### What you have to do:
Print verbatim every line starting at the one that contains "wall in the photo above." and ending at the final line of the records; include both endpoints.

Dataset records:
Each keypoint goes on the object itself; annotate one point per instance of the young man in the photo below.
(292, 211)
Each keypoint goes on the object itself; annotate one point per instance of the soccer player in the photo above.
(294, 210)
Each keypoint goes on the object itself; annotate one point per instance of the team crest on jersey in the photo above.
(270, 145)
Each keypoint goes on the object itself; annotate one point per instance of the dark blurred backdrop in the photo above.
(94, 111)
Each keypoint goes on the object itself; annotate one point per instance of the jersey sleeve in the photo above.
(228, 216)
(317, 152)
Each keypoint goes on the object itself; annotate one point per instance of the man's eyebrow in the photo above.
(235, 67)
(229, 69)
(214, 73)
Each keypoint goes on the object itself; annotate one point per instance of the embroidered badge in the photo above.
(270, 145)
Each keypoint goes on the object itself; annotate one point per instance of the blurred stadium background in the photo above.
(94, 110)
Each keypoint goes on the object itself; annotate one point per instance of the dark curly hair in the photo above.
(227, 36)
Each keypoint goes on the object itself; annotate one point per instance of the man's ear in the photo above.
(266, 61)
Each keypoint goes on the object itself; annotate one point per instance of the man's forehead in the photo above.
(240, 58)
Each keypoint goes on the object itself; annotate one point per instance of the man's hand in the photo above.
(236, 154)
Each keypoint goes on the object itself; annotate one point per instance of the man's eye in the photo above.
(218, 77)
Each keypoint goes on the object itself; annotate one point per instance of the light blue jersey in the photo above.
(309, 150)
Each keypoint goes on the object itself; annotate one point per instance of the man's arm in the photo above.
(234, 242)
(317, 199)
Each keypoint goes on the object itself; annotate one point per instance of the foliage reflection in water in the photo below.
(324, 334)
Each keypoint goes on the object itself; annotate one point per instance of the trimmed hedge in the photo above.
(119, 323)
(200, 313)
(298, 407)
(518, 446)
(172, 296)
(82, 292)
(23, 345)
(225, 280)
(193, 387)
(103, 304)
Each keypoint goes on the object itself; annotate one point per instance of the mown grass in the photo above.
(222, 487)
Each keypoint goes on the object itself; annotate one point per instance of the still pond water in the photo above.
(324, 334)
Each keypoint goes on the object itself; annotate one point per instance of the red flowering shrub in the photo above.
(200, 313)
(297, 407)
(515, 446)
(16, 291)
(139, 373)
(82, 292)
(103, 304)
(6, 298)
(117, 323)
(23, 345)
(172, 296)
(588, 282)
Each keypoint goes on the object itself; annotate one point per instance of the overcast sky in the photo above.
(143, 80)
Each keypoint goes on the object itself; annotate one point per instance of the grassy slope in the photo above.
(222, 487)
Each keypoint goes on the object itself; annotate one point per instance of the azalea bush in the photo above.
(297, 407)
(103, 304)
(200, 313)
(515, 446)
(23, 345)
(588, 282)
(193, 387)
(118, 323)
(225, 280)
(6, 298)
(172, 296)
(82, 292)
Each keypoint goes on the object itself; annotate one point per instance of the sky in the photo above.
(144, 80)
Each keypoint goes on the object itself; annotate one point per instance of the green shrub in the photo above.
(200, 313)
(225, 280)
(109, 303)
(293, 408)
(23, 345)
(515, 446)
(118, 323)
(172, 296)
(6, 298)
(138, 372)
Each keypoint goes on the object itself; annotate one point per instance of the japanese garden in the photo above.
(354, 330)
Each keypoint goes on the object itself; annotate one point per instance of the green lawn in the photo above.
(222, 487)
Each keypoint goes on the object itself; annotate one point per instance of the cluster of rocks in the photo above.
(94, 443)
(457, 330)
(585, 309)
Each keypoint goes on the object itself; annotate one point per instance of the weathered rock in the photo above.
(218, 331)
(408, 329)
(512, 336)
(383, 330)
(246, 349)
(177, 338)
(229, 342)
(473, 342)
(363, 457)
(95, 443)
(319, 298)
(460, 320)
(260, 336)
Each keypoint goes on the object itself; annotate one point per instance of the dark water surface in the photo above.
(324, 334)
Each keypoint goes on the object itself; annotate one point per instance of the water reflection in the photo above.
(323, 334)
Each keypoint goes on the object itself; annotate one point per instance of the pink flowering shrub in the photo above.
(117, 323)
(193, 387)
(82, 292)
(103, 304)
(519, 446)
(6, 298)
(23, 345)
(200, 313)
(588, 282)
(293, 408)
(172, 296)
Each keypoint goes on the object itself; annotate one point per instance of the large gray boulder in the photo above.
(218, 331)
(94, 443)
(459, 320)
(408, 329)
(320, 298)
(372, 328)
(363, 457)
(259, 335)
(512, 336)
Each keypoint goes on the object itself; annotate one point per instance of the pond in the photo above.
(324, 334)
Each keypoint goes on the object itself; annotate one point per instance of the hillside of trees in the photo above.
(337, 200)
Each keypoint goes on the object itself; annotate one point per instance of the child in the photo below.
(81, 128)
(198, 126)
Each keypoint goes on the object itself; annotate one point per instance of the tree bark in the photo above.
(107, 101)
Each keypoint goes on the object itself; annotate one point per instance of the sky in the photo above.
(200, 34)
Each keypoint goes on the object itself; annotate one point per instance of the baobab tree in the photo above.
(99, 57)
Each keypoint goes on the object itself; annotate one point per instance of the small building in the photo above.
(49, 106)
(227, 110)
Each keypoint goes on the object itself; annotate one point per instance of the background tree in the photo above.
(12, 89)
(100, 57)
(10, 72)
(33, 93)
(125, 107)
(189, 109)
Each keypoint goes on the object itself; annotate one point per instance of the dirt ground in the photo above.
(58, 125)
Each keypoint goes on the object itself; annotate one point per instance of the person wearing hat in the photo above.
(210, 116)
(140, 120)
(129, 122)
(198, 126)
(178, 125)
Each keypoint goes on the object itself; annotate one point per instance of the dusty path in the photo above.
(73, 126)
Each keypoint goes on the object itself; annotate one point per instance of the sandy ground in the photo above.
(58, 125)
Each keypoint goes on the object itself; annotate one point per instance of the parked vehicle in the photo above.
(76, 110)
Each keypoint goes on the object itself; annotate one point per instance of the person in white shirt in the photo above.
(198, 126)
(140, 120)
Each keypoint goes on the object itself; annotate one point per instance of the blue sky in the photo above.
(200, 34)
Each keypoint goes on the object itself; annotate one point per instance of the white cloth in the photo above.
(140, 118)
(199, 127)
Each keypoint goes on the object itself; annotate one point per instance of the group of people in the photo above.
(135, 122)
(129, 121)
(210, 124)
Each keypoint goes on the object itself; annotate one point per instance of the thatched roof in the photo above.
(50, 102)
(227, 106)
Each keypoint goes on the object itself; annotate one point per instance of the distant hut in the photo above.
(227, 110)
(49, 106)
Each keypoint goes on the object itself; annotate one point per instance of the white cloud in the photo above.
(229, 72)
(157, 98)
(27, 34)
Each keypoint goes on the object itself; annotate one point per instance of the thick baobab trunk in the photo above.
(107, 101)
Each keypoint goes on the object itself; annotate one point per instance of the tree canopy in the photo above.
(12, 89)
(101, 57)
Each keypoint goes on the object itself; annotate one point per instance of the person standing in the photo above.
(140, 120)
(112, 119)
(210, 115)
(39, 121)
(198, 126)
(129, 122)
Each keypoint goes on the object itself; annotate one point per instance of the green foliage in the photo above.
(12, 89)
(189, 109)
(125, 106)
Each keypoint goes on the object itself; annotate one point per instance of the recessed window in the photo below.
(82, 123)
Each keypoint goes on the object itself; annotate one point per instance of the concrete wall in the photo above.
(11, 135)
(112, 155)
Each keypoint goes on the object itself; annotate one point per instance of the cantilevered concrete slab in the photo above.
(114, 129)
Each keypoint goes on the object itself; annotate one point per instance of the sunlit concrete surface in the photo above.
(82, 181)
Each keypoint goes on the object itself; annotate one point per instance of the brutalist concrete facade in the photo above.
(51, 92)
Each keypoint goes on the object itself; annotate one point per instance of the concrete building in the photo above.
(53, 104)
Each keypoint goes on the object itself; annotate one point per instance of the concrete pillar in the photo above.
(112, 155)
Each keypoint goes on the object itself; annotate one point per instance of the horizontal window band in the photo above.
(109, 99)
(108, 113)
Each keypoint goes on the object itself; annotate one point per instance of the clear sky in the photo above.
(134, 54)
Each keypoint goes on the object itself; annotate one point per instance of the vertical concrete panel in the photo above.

### The response:
Each keypoint goes on the object itself; annotate one point per instance of the concrete wall in the photo above.
(11, 135)
(112, 155)
Each keypoint goes on the object itself; annotate one point per instance of the cantilevered concrete slab in the photo above.
(114, 129)
Each keypoint goes on the object itself; annotate one point per instance of the sunlit concrete surface in the photo above.
(82, 181)
Each keypoint goes on the object itself; annotate one point per instance of the brutalist concrete facade in the photo above.
(51, 92)
Each keypoint goes on the object itself; annotate one point per instance of the concrete building in the photo above.
(53, 104)
Each keypoint goes on the object itself; annotate one point per instance of the concrete pillar in the photo above.
(112, 155)
Each keypoint goes on the object itself; annotate one point per instance of the horizontal window band in the photo above.
(109, 99)
(108, 113)
Each keypoint goes on the object itself; annotate one point per instance of the clear sky in the photo above.
(134, 54)
Each keypoint goes on the object itself; annotate one point per instance of the vertical concrete panel in the photo above.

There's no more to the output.